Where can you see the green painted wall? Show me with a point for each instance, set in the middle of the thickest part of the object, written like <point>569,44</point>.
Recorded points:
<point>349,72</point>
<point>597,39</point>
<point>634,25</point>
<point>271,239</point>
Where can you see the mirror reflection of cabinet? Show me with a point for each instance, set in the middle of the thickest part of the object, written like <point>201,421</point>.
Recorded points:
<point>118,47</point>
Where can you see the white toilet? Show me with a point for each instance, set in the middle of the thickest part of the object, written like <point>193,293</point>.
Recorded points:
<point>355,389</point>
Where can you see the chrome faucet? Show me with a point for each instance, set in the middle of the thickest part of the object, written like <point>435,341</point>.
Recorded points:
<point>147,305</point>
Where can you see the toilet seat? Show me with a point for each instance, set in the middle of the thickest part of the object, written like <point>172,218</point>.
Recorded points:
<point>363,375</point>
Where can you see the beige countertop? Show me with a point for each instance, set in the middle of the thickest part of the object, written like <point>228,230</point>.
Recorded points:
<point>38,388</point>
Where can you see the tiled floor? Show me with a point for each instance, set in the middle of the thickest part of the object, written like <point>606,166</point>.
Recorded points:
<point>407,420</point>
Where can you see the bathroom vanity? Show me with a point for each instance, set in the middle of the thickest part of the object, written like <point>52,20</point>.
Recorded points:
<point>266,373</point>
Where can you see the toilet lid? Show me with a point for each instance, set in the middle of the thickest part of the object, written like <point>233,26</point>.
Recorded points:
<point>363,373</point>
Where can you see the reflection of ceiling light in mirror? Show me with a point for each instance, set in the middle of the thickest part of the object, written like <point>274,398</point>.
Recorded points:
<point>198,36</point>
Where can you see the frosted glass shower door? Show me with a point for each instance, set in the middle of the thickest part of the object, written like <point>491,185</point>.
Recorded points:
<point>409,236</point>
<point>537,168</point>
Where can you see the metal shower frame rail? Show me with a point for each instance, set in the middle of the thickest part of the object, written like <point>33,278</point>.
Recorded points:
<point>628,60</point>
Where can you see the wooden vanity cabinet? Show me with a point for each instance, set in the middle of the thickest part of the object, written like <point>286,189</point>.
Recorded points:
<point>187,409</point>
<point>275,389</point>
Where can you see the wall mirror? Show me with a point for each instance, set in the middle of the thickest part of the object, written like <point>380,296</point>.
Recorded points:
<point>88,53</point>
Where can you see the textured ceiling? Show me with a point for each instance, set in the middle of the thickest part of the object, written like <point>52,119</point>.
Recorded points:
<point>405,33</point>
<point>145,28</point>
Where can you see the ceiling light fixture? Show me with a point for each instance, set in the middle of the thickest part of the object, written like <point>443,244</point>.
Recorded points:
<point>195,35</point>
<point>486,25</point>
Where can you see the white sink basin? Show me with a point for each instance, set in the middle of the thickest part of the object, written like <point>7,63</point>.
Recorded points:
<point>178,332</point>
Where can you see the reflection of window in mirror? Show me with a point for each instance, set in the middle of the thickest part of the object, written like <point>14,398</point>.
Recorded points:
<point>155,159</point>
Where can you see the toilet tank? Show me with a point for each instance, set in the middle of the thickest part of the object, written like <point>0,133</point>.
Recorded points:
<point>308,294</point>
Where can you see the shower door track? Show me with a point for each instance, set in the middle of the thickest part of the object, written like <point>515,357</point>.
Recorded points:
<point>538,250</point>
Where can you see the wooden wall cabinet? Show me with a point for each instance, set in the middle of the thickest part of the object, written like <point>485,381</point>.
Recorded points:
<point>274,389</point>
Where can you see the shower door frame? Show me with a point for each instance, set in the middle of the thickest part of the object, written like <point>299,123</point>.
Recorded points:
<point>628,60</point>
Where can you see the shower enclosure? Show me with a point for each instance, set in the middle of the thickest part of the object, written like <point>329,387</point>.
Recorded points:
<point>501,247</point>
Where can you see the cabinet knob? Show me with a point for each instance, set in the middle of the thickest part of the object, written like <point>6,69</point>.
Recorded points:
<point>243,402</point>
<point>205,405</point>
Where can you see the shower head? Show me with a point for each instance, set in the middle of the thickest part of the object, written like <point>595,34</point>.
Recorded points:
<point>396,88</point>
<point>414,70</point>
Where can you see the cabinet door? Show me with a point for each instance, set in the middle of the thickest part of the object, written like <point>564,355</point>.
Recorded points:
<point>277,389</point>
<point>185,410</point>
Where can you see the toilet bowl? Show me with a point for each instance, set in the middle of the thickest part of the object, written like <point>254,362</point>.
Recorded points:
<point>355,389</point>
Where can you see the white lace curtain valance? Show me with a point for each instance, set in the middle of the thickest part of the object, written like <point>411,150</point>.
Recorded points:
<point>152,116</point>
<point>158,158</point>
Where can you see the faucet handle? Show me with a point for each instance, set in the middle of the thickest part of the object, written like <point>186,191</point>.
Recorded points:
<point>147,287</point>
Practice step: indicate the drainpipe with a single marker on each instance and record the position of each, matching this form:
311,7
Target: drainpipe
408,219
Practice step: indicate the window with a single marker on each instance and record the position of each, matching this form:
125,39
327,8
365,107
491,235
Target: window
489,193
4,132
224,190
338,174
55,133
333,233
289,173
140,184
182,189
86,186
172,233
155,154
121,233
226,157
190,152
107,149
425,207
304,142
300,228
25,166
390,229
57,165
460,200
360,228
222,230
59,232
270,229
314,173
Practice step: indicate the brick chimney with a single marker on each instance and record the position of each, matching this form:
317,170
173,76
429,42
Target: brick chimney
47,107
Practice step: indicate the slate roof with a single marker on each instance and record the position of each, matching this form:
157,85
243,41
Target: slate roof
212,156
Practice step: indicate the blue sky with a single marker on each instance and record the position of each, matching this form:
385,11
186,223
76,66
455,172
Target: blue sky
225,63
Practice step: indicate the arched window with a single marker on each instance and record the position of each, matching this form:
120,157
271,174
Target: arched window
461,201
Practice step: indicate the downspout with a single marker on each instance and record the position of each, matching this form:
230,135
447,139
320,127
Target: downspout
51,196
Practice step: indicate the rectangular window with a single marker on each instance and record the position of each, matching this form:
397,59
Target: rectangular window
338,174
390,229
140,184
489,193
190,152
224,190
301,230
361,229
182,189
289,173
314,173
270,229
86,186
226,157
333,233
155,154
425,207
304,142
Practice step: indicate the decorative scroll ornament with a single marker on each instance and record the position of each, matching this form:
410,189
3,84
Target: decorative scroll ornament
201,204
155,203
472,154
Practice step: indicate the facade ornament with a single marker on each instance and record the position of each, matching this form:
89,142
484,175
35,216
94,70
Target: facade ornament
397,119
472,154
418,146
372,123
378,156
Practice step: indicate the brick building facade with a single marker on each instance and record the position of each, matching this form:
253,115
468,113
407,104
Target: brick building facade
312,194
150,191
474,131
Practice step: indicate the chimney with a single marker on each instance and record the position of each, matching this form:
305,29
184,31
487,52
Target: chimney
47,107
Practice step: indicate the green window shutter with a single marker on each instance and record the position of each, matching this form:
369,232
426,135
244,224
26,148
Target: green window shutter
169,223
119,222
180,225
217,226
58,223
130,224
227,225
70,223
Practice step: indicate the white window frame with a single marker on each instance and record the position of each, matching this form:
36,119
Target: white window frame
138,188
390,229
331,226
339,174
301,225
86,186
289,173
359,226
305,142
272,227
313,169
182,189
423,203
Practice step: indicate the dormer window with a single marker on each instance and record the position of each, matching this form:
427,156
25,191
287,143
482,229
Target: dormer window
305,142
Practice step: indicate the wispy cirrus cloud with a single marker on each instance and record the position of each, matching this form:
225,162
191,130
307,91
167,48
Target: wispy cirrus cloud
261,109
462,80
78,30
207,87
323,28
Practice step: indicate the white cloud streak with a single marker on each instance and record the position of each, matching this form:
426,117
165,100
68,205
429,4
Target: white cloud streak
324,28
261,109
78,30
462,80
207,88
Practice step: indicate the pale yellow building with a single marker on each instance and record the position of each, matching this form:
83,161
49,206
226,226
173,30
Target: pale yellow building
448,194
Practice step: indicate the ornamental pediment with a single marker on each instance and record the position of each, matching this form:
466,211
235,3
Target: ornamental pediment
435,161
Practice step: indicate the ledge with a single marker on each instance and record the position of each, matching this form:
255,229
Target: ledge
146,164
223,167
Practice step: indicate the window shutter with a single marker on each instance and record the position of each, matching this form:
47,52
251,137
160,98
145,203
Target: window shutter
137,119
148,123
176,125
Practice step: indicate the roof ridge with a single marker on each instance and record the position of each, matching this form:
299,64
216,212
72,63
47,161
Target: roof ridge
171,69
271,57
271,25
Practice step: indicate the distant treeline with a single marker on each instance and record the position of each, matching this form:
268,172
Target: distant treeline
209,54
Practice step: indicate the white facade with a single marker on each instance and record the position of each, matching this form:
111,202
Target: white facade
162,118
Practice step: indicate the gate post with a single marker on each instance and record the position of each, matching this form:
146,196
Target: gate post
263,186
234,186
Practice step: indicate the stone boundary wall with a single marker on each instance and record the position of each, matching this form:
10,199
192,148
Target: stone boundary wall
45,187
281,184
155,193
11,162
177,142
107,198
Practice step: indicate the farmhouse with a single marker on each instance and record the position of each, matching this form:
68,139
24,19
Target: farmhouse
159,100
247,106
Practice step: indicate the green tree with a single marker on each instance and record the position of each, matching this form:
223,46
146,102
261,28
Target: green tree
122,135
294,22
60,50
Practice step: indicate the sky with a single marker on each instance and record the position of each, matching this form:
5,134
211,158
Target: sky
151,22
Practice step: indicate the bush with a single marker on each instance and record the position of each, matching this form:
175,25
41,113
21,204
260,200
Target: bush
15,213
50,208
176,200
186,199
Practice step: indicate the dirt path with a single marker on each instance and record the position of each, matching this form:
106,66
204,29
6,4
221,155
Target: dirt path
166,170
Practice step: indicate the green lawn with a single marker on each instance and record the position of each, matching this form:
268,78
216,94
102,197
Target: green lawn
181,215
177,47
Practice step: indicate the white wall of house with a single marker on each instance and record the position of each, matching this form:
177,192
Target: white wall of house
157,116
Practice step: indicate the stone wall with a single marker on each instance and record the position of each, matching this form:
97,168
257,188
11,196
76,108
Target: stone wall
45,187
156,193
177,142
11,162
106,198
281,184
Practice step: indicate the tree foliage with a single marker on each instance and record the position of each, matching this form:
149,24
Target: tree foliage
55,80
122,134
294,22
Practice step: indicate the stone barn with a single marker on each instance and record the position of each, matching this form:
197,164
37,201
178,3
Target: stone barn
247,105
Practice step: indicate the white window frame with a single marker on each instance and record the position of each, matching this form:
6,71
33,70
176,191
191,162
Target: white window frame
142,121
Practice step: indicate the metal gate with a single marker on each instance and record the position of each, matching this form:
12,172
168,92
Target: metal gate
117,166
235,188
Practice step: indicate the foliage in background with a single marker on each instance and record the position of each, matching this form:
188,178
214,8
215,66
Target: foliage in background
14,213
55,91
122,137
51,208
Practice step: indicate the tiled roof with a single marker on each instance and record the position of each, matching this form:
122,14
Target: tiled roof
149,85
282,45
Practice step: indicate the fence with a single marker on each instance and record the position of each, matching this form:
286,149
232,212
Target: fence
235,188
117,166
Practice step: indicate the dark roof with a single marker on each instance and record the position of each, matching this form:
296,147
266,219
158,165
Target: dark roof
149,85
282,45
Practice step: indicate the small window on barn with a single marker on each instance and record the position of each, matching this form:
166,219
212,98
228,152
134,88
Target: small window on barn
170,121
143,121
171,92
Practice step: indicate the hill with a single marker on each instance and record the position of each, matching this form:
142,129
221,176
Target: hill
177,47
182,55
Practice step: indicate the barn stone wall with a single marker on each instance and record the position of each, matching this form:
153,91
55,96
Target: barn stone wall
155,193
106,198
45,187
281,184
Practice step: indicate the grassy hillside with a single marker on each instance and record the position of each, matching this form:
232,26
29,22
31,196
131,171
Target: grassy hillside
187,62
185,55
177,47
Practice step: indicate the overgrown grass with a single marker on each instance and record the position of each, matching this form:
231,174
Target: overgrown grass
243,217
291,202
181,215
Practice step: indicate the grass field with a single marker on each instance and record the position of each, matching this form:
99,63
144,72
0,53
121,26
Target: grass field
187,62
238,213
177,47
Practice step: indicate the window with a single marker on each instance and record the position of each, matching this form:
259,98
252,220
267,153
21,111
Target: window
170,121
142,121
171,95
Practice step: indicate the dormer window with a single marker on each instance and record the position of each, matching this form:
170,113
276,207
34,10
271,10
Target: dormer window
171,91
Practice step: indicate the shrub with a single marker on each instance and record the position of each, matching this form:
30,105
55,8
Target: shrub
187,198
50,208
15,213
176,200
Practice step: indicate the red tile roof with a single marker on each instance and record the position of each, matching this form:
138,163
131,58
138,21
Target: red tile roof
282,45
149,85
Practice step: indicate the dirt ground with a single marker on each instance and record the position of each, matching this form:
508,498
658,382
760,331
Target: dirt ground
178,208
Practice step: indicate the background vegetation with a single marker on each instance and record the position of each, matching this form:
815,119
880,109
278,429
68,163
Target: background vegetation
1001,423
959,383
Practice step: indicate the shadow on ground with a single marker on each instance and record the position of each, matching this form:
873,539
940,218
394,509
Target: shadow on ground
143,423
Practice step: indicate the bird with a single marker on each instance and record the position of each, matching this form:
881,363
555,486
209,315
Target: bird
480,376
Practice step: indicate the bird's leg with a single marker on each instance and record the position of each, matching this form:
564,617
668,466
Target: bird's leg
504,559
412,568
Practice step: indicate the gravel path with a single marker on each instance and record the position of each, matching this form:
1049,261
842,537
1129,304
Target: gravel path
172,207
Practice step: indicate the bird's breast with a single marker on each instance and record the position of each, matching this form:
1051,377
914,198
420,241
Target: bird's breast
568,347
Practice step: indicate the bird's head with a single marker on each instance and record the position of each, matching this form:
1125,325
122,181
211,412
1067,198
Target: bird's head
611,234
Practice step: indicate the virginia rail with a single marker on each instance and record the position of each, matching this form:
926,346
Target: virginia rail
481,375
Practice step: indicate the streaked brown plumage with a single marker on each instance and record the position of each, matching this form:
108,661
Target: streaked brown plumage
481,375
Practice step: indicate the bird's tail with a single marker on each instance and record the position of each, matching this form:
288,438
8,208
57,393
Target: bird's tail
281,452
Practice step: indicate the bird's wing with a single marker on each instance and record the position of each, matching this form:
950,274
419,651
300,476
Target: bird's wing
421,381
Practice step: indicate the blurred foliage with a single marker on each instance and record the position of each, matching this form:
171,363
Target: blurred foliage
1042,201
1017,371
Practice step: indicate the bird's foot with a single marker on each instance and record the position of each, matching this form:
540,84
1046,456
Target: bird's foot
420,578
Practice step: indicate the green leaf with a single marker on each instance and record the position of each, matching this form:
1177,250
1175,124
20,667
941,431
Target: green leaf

+ + + +

* [REQUIREMENTS]:
Reproduce the items between the lines holding "Where can you see the metal" and "<point>486,25</point>", inclusive, changing each occurrence of "Recorded points" to "Logged points" and leaving all else unchanged.

* [TASK ANSWER]:
Where can you see the metal shower frame rail? Show me with a point for each instance, set in the middle of the thickest part of the object, written like <point>33,278</point>.
Logged points:
<point>628,60</point>
Where can you see the wooden vanity cabinet? Show me with a point for each instance, set in the middle of the thickest part of the object, written like <point>286,189</point>.
Logged points:
<point>187,409</point>
<point>275,389</point>
Where can you see the wall mirror? Show me with a point for each instance, set in the middle of the thickest part of the object, written like <point>380,296</point>.
Logged points:
<point>88,53</point>
Where can you see the textured ceiling? Show me with a point for each instance, set in the middle of the thickest part of the object, written like <point>52,119</point>.
Logged points:
<point>405,33</point>
<point>145,28</point>
Where can you see the ceiling light fixture? Show me with a point for each instance, set in the middle of the thickest part of the object, written like <point>443,244</point>.
Logged points:
<point>195,35</point>
<point>486,25</point>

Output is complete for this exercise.